=== Begin Enclosure ===

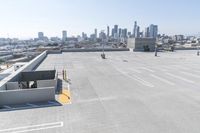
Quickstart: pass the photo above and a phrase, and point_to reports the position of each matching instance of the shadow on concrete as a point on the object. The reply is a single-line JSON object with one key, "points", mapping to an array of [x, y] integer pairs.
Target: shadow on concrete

=== End Enclosure ===
=== Begin Enclosure ===

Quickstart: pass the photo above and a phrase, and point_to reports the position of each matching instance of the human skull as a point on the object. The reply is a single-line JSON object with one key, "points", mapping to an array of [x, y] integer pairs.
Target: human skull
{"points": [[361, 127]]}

=== End Enclosure ===

• **Problem description**
Return every line from the records above that holds the word "array".

• **Response area**
Quickstart: pass the photo above and a phrase, and point_to reports the position of each matching instance of the shadow on concrete as a point on the object. The reply is a single-line JSON object with one key, "points", mapping to an array of [x, y] integer pairs.
Quickstart: pass the photo above and a phrase, and point_to reports the position of each matching instance of the human skull as a point on the object. The reply is a single-line JSON object with one key, "points", mapping to an array of [x, y] integer pairs.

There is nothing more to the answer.